This month The Geffen Contemporary at MOCA will launch it’s most ambitious exhibit of the year with avant-garde filmmaker and artist, Matthew Barney’s River of Fundament. It’s already been an impressive year for MOCA in their post Deitch-era, but bringing Matthew Barney to Downtown is especially significant. This is Barney’s first ever major museum appearance in Los Angeles, and his largest project since The CREMASTER Cycle, his juggernaut series of films from 1994-2002. In his latest epic, River of Fundament, longtime collaborator, composer Jonathan Bepler returns as well as a few key elements and characters from CREMASTER 3. Again massive in scope, Barney’s latest project has been in the works since ’06, and the large scale exhibition of sculptures, storyboards, and illustrations will be accompanied by the film at MOCA.

Matthew Barney, Shaduf, 2014, cast brass, 144 x 120 x 180 in., courtesy of the artist and Gladstone Gallery, New York and Brussels, installation view of Matthew Barney: RIVER OF FUNDAMENT at Museum of Old and New Art (MONA), 2014-15, photo by Rémi Chauvin/MONA
Matthew Barney, Shaduf, 2014, cast brass, 144 x 120 x 180 in., courtesy of the artist and Gladstone Gallery, New York and Brussels, installation view of Matthew Barney: RIVER OF FUNDAMENT at Museum of Old and New Art (MONA), 2014-15, photo by Rémi Chauvin/MONA

Loosely based on Norman Mailer’s 1983 epic, crude, and phantasmagoric Ancient Evenings, Barney weaves a multi-layered, surreal, and complex tale that, like his previous films, incorporates the sculptural process of his work. “There are works that appear in the film, and others that deal with the language of the materials, what Barney considers the narrative progression of materials”, Lanka Tattersall, the show’s assistant curator explains. The exhibition’s sculptures “are not a literal translation, it’s not the set, but pieces from the film that are re-configured and transformed.” The film includes the largest non-industrial metal pour ever. “You see that in the film, this incredible moment surrounded my musicians, the film’s characters, and you see the sculpture being created. This idea of working with brass and bronze, focusing on the narrative around these ancient and traditional casting materials. There’s a primeval sensibility.”

§ Raw data:
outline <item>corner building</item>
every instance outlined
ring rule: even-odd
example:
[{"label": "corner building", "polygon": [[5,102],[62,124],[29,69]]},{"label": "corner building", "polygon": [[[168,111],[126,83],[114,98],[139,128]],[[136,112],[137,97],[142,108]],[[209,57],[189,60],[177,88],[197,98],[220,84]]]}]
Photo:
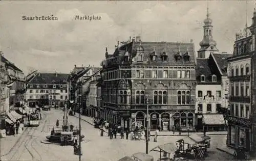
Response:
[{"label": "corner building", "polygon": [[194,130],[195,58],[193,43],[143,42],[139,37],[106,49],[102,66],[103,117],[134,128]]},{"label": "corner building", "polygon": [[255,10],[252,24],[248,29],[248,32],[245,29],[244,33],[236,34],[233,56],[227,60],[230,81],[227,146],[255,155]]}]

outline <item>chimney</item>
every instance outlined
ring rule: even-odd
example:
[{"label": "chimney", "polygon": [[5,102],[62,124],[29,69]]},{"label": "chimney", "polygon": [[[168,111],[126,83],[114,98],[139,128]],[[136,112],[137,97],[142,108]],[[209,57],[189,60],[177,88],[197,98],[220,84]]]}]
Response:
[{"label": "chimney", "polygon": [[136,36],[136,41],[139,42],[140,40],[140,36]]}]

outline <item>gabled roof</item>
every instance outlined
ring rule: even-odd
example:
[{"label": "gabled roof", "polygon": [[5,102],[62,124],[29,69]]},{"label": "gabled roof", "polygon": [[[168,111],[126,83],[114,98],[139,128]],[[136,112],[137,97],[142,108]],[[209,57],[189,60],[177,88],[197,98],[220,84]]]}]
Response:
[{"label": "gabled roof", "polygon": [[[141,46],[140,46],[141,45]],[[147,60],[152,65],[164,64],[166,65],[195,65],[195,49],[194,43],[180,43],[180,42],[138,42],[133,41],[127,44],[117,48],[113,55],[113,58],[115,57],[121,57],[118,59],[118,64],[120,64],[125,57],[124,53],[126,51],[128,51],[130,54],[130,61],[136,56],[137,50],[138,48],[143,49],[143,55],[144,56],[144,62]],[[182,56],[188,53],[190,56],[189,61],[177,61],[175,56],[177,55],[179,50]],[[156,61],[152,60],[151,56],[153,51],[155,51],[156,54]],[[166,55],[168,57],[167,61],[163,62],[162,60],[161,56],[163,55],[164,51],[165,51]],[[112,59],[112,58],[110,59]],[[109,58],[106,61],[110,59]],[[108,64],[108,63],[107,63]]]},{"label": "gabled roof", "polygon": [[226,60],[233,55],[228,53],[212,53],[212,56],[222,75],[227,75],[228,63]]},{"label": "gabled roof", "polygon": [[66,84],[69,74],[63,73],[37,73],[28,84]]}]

§ What you have to do: Write the next part of the article on Matthew Barney's River of Fundament exhibition at MOCA, starting after its final sentence.

§ Output for this exercise:
Matthew Barney and Jonathan Bepler, River of Fundament, 2014, production still, courtesy of Gladstone Gallery, New York and Brussels, © Matthew Barney, photo by Hugo Glendinning
Matthew Barney and Jonathan Bepler, River of Fundament, 2014, production still, courtesy of Gladstone Gallery, New York and Brussels, © Matthew Barney, photo by Hugo Glendinning

Matthew Barney garnered immense and deserved critical acclaim with The CREMASTER Cycle, and this dense, complicated, and otherworldly cinematic series has ties to River of Fundament too. Tattersall explains, “Matthew Barney has worked with interweaving of personal and historical mythologies and here he’s tapping into both Norman Mailer’s novel, and the ancient Book of the Dead, there’s this very broad scope of time.” Broad indeed, as the large scale, sight specific filmic opera’s parallel narrative takes us from Detroit to Los Angeles, capturing the protagonist’s transformations (both physical and spiritual), modern industrial processing in the auto industry, and indigenous music and dance — all while mirroring ancient Egyptian mythology, and of course, Norman Mailer (and his career arc) himself. “It’s also a cautionary tale,” says Tatersall, “about human’s relationship to nature, and a failure of a will-to-power.”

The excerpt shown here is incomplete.